■ ASSIGNMENT
In the article on Australian household debt, what makes up the majority of household debt?

Falling housing prices are wreaking havoc with the Australian economy. Photo / 123RF
Australians were addicted to debt. Now we're breaking the addiction. The new question is whether we can survive the withdrawal symptoms.
Australians are reducing debt in many places. We are cutting the value of loans but also the number of them. We are borrowing less for investment housing but also for owner-occupier. We're limiting housing debt and also personal debt. This is wide-scale change.
Australia's household debt levels got worryingly high. We have A$1.8 trillion ($1.87t) in housing debt, and it has been rising fast. So a bit of caution is good news. But going cold turkey on debt is concerning too.
We divide the economy up into three parts — households, government and business. Government and business debt are not especially high at the moment. The trouble is with households. The majority of that is mortgages. Our household debt levels have hit record highs as the next graph shows.
High debt is dangerous. If there is an economic shock — like a recession — people with high debt need to reduce their spending to meet repayments on the debt, sell their assets or even default on the loans. That amplifies the shock.
Debt makes our economy more like a Formula One car. It can run fast and tight so long as everything is going well. But it is more fragile with less buffer when things go wrong.
Reducing debt before there is a shock is good news but not like this. If we all stop borrowing at once the flow of money we call the economy could slow down.
Debt is best where it buys something that produces income in future. That income helps pay off the loan — like borrowing to start a successful business, or getting a qualification that helps you earn more.
Government debt is the same. If it's used to build infrastructure that grows the economy then the debt pays for itself.
For more property news and listings go to oneroof.co.nz
The problem is Australia's household debt is largely invested in things that make no money. We are not invested in businesses. We are invested in housing.
Now that the value of houses is falling on a national basis, the risk of this kind of debt is becoming extra clear.
What is leverage?
They call debt "leverage". A lever is a thing that helps you use a little bit of your strength to move a large object. So the metaphor is that borrowing money helps you use a little bit of your own money to buy something big — a small deposit to buy a big house, for example.
Sometimes you will hear financial commentators say "households are highly leveraged" — meaning a lot of debt. It's a bad metaphor, though. If you use a lever you don't owe that lever anything. It doesn't follow you around for 30 years taking money out of your account every fortnight. Debt does. That's a problem.

■ DATA
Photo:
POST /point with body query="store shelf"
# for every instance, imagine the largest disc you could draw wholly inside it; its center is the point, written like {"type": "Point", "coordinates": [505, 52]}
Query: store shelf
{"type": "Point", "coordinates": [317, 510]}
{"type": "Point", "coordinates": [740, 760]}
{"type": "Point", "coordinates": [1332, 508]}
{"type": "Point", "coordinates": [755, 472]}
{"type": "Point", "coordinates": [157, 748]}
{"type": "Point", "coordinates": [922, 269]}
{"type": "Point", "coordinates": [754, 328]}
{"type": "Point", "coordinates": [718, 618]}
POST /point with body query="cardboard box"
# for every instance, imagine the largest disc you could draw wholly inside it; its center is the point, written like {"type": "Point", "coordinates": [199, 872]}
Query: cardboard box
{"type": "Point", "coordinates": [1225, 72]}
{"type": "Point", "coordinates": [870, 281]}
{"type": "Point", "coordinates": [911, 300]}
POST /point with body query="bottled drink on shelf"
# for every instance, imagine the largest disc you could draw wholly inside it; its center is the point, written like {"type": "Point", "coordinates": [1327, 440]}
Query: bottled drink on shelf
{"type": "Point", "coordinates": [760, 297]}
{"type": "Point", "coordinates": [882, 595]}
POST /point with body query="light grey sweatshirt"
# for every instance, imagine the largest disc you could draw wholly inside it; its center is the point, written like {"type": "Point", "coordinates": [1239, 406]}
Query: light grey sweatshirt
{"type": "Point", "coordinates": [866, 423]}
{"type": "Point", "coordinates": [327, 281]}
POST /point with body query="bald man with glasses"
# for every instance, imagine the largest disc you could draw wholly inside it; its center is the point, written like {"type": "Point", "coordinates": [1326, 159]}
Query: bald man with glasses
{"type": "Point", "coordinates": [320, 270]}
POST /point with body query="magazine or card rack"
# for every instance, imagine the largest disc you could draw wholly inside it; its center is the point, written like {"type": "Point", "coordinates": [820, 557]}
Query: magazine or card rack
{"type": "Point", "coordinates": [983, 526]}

■ RESULT OF THIS TASK
Mortgages.